Problem details => Print the full article below on Ubuntu 13.04 enabling Wayland support for GTK+, word for word.

# start of Text

Ubuntu 13.04 Enables The Wayland Support For GTK+

Written by Michael Larabel in Wayland on 27 January 2013 at 01:09 AM EST. 10 Comments
WAYLAND
While in December Canonical said they wouldn't fix GTK+ support for Wayland, earlier this month they decided they would enable the Wayland back-end for GTK+ in Ubuntu 13.04. That change has now been made and Ubuntu's GTK+ tool-kit will function in a Wayland environment.

The gtk+3.0 3.6.4-0ubuntu2 package was uploaded to the Ubuntu 13.04 "Raring Ringtail" archive on Friday, which enables the Wayland back-end. This Wayland back-end for GTK3 can be dynamically enabled at run-time via setting the GDK_BACKEND environment variable to wayland.

With GDK_BACKEND=wayland set, common GTK+ applications should now be able to launch and (at least mostly) work within a Wayland/Weston environment. You can try this by installing Wayland/Weston from the Ubuntu archive and using the weston-launch executable.

# end of Text
# start of Excerpted records

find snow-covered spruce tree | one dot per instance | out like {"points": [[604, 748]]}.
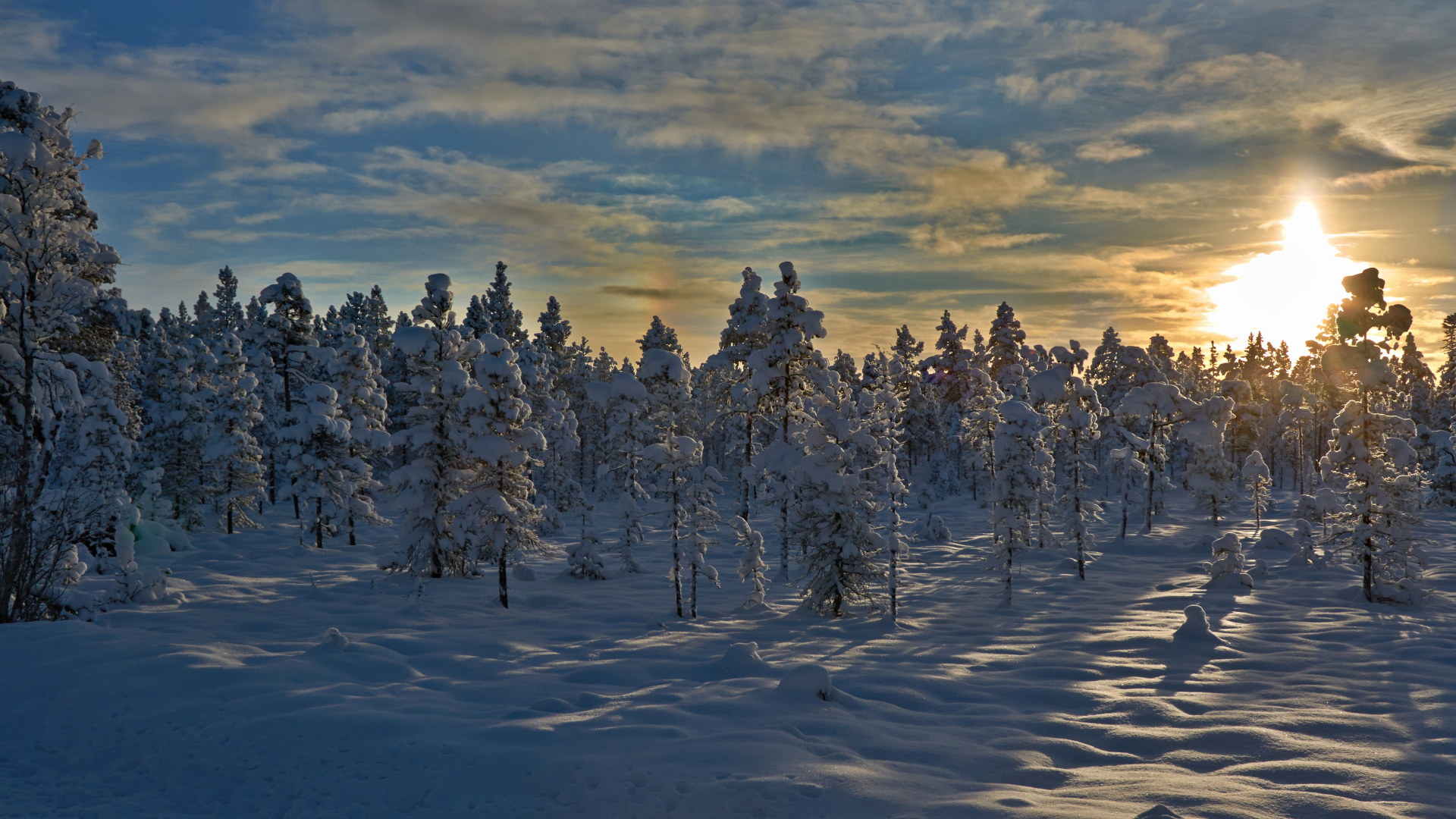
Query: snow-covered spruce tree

# end of Excerpted records
# start of Excerpted records

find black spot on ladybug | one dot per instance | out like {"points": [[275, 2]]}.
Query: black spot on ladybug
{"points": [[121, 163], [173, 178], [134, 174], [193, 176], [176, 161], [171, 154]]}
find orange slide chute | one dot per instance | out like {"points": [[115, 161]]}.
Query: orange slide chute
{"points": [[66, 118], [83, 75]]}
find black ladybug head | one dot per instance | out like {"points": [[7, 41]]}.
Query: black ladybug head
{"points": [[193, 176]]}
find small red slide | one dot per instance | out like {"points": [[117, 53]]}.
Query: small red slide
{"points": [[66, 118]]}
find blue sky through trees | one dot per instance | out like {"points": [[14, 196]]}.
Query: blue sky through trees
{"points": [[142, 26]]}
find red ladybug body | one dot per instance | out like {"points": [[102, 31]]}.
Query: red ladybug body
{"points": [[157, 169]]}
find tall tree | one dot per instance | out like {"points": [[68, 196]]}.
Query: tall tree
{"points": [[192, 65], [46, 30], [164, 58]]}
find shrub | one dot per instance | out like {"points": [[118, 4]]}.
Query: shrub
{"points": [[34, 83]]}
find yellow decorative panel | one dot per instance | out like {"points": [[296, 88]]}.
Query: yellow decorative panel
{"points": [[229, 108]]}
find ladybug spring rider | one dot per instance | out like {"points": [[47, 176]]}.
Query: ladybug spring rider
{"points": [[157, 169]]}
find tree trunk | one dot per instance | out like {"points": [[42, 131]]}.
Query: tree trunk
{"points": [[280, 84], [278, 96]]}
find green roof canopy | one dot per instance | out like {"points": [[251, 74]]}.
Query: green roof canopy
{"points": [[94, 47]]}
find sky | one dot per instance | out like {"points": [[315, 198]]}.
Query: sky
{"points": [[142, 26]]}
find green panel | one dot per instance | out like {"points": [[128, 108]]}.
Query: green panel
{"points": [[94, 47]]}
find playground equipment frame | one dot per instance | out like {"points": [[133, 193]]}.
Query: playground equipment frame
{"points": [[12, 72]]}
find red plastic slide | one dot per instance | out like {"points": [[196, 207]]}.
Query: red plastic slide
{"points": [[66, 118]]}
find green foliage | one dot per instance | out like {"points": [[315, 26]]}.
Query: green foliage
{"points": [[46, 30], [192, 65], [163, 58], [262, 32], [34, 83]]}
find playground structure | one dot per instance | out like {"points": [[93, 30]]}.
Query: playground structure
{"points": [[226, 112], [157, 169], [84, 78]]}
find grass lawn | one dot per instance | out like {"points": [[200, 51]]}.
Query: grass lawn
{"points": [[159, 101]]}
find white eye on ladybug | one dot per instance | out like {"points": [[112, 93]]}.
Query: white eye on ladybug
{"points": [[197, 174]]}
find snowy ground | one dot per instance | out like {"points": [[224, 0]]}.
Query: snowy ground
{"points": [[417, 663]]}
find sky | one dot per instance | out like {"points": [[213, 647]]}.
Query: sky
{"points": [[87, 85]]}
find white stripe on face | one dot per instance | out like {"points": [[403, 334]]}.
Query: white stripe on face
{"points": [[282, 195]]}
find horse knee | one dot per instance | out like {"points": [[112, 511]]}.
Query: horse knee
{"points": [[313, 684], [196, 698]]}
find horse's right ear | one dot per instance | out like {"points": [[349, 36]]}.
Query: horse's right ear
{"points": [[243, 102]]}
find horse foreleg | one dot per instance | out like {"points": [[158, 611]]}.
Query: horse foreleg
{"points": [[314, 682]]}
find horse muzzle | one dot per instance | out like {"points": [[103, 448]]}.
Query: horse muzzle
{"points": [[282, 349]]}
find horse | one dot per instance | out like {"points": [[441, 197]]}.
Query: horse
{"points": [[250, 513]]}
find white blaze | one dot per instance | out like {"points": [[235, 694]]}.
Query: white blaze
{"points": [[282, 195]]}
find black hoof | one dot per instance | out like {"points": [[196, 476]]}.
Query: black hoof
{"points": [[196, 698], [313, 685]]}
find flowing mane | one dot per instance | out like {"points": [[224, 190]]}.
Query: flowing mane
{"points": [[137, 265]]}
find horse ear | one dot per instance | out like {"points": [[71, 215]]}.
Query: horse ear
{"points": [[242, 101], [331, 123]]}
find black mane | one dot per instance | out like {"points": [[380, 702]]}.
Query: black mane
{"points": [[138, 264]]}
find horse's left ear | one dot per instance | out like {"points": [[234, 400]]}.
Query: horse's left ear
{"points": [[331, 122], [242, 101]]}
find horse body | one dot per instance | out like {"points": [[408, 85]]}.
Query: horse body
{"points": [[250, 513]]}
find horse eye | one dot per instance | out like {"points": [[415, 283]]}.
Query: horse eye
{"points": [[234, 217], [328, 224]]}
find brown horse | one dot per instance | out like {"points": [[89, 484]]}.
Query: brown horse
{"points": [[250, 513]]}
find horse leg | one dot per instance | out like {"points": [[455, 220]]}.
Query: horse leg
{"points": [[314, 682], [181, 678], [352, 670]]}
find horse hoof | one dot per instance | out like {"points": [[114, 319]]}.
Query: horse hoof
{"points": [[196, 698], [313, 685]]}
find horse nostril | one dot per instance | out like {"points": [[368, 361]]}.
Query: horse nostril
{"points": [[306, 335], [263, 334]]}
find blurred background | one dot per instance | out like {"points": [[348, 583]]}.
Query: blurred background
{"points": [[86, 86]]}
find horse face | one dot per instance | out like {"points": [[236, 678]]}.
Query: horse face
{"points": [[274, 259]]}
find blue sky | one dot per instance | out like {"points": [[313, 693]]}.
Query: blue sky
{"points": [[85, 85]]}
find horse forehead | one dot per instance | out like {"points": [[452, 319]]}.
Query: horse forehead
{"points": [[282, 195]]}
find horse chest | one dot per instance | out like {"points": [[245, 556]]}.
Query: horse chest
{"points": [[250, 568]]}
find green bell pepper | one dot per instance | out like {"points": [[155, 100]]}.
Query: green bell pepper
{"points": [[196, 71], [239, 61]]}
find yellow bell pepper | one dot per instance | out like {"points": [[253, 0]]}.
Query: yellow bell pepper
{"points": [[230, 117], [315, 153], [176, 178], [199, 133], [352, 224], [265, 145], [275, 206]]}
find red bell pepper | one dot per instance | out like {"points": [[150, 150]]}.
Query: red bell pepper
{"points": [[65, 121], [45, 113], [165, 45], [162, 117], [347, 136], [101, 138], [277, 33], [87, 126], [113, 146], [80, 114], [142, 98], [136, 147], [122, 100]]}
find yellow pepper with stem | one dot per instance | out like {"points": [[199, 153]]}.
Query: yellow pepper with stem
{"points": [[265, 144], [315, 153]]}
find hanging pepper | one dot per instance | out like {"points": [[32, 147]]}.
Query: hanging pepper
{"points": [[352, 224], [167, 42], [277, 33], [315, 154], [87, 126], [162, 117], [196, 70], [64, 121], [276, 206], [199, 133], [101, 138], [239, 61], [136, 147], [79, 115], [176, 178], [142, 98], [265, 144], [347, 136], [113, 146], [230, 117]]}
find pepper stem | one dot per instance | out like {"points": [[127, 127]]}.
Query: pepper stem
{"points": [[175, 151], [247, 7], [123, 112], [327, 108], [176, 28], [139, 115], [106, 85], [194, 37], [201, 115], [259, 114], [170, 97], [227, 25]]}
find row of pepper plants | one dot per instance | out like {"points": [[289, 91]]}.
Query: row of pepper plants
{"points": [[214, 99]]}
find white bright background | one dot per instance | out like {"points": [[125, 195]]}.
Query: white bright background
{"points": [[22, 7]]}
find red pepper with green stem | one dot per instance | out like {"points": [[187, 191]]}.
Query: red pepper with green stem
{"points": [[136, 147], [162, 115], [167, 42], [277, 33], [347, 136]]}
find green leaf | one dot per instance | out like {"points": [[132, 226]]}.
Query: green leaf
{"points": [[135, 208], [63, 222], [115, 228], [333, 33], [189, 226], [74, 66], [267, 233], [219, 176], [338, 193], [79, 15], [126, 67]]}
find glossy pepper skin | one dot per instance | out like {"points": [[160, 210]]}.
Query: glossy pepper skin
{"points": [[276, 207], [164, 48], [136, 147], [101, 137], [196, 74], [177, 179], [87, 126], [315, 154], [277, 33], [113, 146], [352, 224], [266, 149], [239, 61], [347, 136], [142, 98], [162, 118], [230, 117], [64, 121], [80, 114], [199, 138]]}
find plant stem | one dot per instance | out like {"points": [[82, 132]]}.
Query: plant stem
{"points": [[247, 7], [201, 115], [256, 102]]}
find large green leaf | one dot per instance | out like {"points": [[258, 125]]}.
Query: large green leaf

# end of Excerpted records

Exercise output =>
Ubuntu 13.04 Enables The Wayland Support For GTK+

Written by Michael Larabel in Wayland on 27 January 2013 at 01:09 AM EST. 10 Comments
WAYLAND
While in December Canonical said they wouldn't fix GTK+ support for Wayland, earlier this month they decided they would enable the Wayland back-end for GTK+ in Ubuntu 13.04. That change has now been made and Ubuntu's GTK+ tool-kit will function in a Wayland environment.

The gtk+3.0 3.6.4-0ubuntu2 package was uploaded to the Ubuntu 13.04 "Raring Ringtail" archive on Friday, which enables the Wayland back-end. This Wayland back-end for GTK3 can be dynamically enabled at run-time via setting the GDK_BACKEND environment variable to wayland.

With GDK_BACKEND=wayland set, common GTK+ applications should now be able to launch and (at least mostly) work within a Wayland/Weston environment. You can try this by installing Wayland/Weston from the Ubuntu archive and using the weston-launch executable.